- Stated goal -
Copy the lines starting with the one that contains "Could you spot the gray" and going on through the end of the material, with "tag" swapped for "mark" and nothing else changed.

- Records supplied -
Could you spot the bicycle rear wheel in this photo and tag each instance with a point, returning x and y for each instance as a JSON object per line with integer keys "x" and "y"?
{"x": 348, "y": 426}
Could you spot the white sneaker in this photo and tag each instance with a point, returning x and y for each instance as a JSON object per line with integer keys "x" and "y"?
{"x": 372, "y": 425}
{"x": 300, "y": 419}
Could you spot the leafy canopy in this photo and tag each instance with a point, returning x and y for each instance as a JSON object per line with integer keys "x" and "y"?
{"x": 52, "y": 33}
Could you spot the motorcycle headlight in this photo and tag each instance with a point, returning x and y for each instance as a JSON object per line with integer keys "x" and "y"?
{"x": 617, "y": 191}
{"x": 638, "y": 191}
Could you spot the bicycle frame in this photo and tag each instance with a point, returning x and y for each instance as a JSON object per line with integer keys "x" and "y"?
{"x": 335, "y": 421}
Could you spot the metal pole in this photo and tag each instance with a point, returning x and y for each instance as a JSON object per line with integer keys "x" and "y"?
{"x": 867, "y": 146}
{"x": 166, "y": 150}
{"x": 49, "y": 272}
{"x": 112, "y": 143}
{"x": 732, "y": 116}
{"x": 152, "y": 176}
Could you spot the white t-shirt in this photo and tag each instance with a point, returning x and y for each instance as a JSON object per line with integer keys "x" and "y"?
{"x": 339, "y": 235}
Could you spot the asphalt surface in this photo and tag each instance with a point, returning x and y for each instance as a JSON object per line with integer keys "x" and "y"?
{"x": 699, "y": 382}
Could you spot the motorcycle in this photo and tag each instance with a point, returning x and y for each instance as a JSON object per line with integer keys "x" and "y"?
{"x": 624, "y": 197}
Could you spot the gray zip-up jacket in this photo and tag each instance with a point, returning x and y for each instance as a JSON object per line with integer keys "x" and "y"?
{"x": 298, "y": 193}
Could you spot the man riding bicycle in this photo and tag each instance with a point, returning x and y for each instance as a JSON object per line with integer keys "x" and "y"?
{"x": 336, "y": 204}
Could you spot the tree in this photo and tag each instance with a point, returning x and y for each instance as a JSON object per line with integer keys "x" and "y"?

- Task answer -
Could you spot the gray zip-up jacket in this photo and mark each instance with a point, returning x and y for each instance as a JSON object per line with integer keys "x" and "y"?
{"x": 298, "y": 193}
Could you spot the man riding bicycle in this photo and mark each instance with a point, returning x and y for each instance as a JSON object per line with integer keys "x" and "y"?
{"x": 336, "y": 204}
Could you spot the tree in this photo and mark each instance with a point, returning x and y for each instance as a JSON object per line with integer keys "x" and "y"?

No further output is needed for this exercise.